» TASK ITEM:
Return the exact lines from the one containing "Category: gray armchair" through the final line of the material below, with both ends kept.

» DATASET RECORDS:
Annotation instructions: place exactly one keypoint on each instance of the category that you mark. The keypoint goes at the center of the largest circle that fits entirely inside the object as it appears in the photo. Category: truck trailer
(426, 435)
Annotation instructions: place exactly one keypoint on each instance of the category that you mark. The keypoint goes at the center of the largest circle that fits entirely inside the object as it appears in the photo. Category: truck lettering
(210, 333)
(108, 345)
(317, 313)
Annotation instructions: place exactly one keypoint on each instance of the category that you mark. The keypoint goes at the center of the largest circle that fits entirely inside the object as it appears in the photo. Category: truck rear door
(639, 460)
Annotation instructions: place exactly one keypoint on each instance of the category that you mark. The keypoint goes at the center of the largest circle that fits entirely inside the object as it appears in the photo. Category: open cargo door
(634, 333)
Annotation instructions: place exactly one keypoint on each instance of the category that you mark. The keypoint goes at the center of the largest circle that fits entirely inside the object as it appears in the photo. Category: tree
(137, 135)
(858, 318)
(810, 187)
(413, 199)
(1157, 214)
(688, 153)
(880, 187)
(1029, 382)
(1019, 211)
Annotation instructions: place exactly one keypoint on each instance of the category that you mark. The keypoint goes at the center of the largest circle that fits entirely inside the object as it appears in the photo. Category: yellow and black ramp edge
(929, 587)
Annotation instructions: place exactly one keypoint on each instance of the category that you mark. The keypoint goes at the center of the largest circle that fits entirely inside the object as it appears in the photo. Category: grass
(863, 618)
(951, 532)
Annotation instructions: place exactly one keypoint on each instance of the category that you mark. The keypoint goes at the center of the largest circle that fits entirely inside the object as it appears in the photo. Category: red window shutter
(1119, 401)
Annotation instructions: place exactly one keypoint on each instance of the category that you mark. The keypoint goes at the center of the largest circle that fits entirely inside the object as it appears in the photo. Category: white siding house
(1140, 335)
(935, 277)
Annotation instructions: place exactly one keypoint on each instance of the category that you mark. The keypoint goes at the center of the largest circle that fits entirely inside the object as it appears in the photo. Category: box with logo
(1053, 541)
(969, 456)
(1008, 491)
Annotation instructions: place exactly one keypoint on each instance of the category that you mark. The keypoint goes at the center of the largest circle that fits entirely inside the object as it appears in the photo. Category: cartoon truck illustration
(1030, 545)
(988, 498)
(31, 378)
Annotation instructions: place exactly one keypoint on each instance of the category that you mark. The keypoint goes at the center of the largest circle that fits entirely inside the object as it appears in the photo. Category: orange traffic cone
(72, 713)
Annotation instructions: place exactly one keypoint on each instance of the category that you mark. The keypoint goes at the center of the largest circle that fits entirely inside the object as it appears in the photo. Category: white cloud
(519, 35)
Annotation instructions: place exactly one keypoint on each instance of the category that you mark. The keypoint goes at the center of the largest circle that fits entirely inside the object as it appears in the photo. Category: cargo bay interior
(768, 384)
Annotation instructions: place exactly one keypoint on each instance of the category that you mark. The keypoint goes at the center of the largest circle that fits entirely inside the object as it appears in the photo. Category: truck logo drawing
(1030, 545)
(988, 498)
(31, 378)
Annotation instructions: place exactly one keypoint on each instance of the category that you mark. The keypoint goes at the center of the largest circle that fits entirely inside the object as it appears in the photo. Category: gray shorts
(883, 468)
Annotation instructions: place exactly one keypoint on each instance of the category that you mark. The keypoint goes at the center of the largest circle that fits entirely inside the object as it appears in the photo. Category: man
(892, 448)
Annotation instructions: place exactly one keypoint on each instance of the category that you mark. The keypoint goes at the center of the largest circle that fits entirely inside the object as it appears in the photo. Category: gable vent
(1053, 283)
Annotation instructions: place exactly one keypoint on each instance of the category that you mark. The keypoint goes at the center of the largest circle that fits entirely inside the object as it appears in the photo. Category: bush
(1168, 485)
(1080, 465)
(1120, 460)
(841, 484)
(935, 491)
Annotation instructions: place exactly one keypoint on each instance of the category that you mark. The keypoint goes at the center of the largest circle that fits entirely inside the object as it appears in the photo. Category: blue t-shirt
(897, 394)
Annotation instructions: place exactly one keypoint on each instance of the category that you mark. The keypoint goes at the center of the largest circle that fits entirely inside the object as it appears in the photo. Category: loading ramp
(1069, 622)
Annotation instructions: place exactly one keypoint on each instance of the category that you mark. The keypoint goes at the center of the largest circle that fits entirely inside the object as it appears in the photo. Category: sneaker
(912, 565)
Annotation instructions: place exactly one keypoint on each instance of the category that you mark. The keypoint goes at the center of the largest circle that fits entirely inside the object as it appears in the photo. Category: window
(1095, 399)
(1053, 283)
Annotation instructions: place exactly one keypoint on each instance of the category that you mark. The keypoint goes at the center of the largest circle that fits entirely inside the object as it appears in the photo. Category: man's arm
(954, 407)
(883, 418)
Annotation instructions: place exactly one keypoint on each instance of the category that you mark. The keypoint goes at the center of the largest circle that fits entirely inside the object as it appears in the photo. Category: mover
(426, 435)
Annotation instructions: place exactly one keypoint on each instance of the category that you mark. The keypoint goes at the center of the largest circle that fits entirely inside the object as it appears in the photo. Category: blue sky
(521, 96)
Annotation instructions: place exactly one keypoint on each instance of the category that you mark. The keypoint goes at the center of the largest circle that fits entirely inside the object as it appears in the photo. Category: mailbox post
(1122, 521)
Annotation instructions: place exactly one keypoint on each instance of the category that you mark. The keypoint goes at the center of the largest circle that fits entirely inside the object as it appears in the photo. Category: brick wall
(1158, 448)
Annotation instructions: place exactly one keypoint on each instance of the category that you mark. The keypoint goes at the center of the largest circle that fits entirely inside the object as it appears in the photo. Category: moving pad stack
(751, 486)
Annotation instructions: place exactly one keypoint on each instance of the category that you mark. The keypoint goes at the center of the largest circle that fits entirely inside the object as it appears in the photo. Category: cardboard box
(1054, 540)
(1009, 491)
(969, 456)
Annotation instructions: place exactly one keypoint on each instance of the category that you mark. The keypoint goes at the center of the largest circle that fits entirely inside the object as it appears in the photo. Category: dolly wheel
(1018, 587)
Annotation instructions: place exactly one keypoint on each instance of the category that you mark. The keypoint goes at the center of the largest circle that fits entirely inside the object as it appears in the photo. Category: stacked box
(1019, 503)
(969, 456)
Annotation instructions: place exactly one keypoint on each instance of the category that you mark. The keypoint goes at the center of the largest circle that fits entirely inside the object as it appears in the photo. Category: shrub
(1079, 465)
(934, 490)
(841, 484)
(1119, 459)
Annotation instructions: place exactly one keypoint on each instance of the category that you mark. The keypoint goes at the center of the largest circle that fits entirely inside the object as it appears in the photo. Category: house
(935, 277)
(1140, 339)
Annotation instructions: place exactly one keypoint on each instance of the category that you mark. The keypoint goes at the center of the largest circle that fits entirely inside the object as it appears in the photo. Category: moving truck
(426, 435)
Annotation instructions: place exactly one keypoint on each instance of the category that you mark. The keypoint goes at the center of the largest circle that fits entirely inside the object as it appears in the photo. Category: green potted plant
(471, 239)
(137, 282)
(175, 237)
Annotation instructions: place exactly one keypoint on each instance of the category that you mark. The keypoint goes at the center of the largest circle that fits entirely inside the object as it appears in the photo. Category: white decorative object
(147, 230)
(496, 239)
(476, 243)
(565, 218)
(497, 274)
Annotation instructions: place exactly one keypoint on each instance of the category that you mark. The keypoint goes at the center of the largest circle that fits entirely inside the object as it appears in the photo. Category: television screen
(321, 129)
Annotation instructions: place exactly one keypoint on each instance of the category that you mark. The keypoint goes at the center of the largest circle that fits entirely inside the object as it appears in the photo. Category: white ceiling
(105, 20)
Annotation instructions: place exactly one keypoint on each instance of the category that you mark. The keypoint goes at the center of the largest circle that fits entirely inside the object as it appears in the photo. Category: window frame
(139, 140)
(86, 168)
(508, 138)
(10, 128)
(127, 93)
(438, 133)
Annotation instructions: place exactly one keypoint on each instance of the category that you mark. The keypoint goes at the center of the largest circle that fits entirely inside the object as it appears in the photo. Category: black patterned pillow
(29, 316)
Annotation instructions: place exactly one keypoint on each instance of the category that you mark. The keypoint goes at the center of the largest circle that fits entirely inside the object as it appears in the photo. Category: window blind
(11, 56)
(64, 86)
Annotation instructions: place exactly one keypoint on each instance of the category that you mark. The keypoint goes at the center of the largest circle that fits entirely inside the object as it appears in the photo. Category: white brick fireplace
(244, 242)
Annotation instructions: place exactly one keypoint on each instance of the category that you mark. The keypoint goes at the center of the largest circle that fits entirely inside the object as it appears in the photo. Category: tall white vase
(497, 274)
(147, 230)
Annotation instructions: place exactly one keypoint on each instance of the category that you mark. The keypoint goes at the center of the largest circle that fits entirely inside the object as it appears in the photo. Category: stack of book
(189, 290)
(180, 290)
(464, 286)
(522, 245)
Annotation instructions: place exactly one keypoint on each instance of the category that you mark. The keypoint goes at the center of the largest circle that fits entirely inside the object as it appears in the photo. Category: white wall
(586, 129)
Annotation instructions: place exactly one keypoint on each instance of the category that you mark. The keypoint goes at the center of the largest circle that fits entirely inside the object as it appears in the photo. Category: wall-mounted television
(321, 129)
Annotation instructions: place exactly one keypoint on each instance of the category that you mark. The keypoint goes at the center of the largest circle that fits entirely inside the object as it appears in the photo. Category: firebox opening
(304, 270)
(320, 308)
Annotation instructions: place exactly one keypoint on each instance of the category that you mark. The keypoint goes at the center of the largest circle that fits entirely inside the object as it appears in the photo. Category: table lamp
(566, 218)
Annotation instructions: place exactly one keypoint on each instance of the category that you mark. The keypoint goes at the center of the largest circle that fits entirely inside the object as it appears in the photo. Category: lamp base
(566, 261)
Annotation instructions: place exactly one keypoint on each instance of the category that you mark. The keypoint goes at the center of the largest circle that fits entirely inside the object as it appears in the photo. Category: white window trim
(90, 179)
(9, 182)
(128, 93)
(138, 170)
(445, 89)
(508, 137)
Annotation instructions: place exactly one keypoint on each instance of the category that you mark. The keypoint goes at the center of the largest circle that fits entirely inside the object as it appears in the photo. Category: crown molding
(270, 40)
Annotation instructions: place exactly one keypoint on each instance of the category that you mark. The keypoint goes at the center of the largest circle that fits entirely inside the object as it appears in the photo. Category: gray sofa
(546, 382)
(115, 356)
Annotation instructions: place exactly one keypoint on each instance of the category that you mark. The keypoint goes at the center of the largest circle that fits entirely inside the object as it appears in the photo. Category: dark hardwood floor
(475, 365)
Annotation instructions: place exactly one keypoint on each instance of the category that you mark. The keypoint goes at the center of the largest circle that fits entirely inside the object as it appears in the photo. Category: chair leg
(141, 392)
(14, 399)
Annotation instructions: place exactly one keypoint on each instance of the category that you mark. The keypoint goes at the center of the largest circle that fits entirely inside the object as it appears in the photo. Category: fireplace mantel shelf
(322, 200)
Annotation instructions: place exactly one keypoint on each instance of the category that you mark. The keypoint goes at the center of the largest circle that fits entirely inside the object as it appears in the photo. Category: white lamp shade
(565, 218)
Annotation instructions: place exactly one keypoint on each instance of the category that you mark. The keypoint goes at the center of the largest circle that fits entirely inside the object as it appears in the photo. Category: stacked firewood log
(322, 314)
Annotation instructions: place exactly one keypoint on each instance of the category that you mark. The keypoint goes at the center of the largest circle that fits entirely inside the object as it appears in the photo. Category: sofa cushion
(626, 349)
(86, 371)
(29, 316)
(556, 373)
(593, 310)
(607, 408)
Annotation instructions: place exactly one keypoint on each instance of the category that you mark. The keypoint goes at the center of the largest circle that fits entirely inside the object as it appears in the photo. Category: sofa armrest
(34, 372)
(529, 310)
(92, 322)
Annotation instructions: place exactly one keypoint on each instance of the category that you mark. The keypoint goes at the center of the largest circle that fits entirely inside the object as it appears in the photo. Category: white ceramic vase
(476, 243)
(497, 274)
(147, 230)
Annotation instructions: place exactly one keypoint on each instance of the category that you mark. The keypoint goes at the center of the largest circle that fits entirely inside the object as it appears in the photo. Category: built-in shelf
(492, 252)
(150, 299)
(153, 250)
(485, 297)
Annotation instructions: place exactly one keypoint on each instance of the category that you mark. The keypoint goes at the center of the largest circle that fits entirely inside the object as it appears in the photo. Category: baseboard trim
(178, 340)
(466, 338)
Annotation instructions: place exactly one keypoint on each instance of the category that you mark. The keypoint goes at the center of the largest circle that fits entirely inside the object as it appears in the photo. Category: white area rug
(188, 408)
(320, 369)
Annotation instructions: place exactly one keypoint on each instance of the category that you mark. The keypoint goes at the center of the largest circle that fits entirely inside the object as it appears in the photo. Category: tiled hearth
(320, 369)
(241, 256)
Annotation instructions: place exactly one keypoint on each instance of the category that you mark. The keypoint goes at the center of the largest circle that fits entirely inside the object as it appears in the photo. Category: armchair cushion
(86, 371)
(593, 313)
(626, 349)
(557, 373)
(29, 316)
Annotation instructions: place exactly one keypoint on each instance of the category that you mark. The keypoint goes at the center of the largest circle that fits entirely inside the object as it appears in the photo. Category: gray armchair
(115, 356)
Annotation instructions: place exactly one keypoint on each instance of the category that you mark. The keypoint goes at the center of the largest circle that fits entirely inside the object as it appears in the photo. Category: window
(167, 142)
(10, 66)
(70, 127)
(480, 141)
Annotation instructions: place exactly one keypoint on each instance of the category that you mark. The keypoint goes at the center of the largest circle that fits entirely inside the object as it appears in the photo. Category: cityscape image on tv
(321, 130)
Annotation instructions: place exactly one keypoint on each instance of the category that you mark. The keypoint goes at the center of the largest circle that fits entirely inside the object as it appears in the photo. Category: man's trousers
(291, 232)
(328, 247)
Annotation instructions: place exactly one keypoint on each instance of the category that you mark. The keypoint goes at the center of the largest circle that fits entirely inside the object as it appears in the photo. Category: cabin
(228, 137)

» PROBLEM SOLUTION:
Annotation instructions: place exactly one keypoint on each instance of the category that you mark. The keypoint goes at the center of the largest circle that fits entirely inside the object as it appears in the photo. Category: gray armchair
(115, 356)
Annotation instructions: place exactly one keypoint on each instance of the category that you mark. The keypoint goes at the center of the largest circle that fits entirely inside the object as it appears in the photo. Category: window
(167, 142)
(10, 66)
(70, 127)
(480, 141)
Annotation instructions: place exactly one keypoint on each instance of the category that you mark. The keypoint goes at the center of the largest circle that fits entirely inside the object as it appears in the photo. Category: cityscape image on tv
(321, 130)
Annotation instructions: place exactly one keypoint on each instance of the category that you mark. The keypoint goes at the center of the largest circle that fits entirely inside the object as it appears in the photo. Category: man's trousers
(291, 232)
(328, 247)
Annotation instructions: place exactly one keypoint on each instance of the category that you mark. The keypoint goes at the center of the largest circle that fits entirely inside the object as it appears in the photo. Category: cabin
(228, 137)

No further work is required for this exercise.